* **Work request**
What you return must match the listing exactly, with every image removed.
━━━━━━━━━━
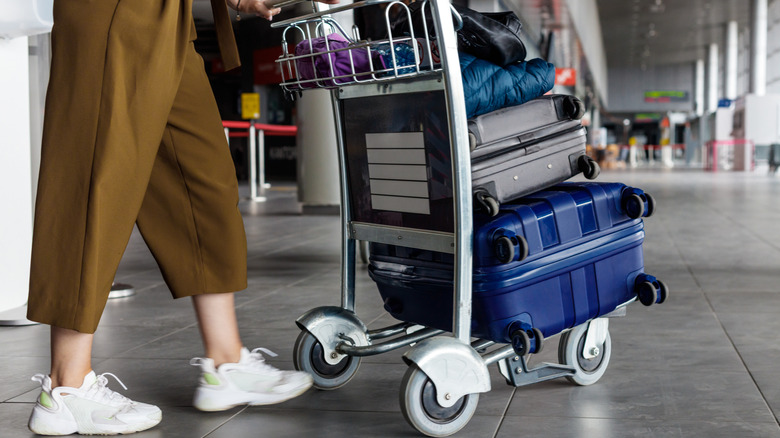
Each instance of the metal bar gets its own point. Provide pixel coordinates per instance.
(347, 243)
(497, 355)
(260, 176)
(384, 347)
(461, 169)
(481, 344)
(252, 161)
(389, 331)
━━━━━━━━━━
* **Output below**
Each instance of the metal bar gets its own point. Provide pixel coordinates per instance.
(347, 243)
(497, 355)
(260, 176)
(384, 347)
(461, 169)
(481, 344)
(252, 161)
(389, 331)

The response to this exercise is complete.